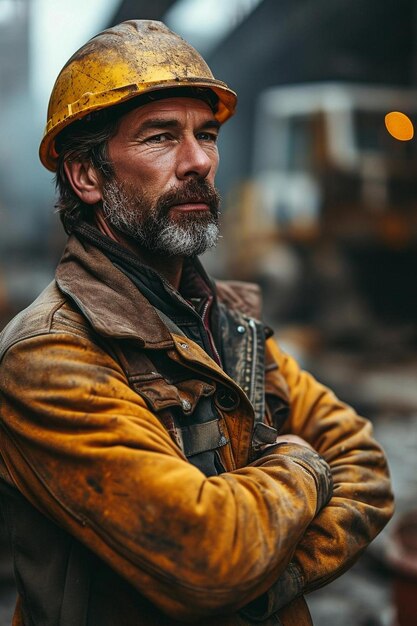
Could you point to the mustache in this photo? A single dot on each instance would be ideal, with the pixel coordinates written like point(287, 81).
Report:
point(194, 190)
...
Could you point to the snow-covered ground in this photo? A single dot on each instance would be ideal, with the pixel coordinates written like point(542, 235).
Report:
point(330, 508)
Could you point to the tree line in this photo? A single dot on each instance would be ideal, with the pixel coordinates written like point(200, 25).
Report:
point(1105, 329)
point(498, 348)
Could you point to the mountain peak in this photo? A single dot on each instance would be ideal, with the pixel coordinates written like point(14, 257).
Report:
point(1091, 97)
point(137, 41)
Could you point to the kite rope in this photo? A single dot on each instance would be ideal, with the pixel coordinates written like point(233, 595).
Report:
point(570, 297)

(TASK INSTRUCTIONS): Please pull out every line of the records above that contains the word "photo".

(OUTPUT OF THE TASK):
Could you point to the mustache in this photo? A single dot on each instance would be ideal, with the pixel coordinates written like point(287, 81).
Could you point to the snow-covered ground in this photo? A single dot on each instance would be ideal, with the pixel coordinates written like point(542, 235).
Could you point to the tree line in this photo? A single dot on each instance would be ideal, with the pixel coordinates written like point(200, 25).
Could you point to the mountain peak in this photo? A single dot on each instance would be ideal, with the pixel coordinates written like point(14, 257).
Could you point to the kite rope in this photo? A single dot on each instance would be ideal, with the pixel coordinates written like point(233, 595).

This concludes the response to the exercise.